Exactly reproduce each entry, leaving out nothing.

::::::::

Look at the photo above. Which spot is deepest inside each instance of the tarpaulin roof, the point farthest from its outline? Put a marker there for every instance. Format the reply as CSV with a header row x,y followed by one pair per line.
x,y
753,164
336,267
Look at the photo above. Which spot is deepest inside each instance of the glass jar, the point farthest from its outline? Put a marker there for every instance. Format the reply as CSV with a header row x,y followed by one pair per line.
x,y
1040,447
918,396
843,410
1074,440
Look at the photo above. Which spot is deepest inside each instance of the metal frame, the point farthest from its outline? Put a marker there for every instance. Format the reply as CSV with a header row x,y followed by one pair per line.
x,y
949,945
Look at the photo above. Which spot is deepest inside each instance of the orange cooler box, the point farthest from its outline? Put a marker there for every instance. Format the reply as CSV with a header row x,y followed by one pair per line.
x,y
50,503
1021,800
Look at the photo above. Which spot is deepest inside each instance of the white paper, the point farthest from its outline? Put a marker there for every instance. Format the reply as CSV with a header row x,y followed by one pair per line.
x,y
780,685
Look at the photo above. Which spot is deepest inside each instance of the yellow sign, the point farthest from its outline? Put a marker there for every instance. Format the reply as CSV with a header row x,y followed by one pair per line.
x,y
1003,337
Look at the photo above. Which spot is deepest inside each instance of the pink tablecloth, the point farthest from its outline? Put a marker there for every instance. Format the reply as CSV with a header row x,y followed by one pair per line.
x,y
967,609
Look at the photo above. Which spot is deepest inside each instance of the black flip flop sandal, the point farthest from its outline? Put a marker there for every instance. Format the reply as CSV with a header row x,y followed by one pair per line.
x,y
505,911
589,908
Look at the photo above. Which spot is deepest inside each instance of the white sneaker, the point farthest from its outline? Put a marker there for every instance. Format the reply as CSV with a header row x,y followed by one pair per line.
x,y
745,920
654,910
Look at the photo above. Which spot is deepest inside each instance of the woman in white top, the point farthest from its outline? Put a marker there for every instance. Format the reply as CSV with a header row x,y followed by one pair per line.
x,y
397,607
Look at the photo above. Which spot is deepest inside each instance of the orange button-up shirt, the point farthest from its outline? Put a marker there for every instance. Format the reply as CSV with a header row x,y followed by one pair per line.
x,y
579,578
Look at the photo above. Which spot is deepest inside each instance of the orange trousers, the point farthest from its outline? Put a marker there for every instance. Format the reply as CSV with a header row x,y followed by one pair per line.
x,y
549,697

::::::::

#### TASK RESULT
Look at the photo above. Which spot is deepest inside each instance of the tarpaulin roof, the point farthest from its outline? Put a marker there for every instance. Format the reply as CSV with a header row x,y followed by one pair per line.
x,y
753,164
336,267
Look at the photo above. Which spot is deepest inside each instance of the glass jar, the point farthest from its outline? Put a marker there for every instance. Format the reply as CSV with a header row x,y followed by one pair per line.
x,y
1040,447
918,396
843,410
1074,440
Look at the photo above. Which spot is deepest inside each instance of the metal frame, the point farthest from its outline? Put a marker there for every instance. Format the reply as CSV with a header row x,y followed by one pair per line.
x,y
949,945
Look at the photo above. Which spot is deepest inside each instance of the orange cooler box, the point farthest from its outline? Put a marker there for every instance. Format the reply as CSV with a header row x,y followed by one pair per line.
x,y
50,503
1021,800
Look at the photo above. Which spot is deepest inside each instance of the white paper, the point farthest from its outline? Put a marker there for every instance. Format the reply as CSV with a header row x,y followed by one pair per line.
x,y
780,685
Look at the photo above. Which spot is deepest inside each instance of the yellow sign, the point farthest from its outline? Put a marker there for every instance. Format the reply as CSV with a header row x,y followed by one pair per line.
x,y
1003,337
Look at the photo above. Which spot is deepest inside each instance of the pink tablecloth, the point farthest from its outline? Put a marker there for every instance. Format the reply as CSV with a header row x,y followed by one pair per line.
x,y
967,609
Look at the photo above. Which spot is deepest inside each instance of the black flip flop sandal, the point farthest from its outline? Put a marker there for every instance. Format the reply as CSV with a header row x,y followed by one pair per line.
x,y
505,911
589,908
Look at the photo above. Which spot is deepest inside each instance of the white sneaker, the point farthest from its outline? Put a marker there for every instance. Format the reply as CSV with a header row x,y followed by one pair per line.
x,y
745,920
654,910
Look at the photo above. Which spot is deepest inside each instance of the woman in white top, the point farthest from its outline? Put a marker there for every instance. Format the reply as CSV with a header row x,y followed by one pair per line.
x,y
397,607
Look at the photo above. Which spot is deepest inside each instance of the orange button-up shirt, the point farthest from its outline? Put a marker there for every instance. Format the reply as CSV with a header row x,y followed by one pair per line.
x,y
579,578
Look at the photo above. Which spot is deepest inside each instance of the orange trousers, the point farthest from its outline? Put a marker there for every instance. Format the reply as CSV with a header row x,y followed by one pair per line.
x,y
549,697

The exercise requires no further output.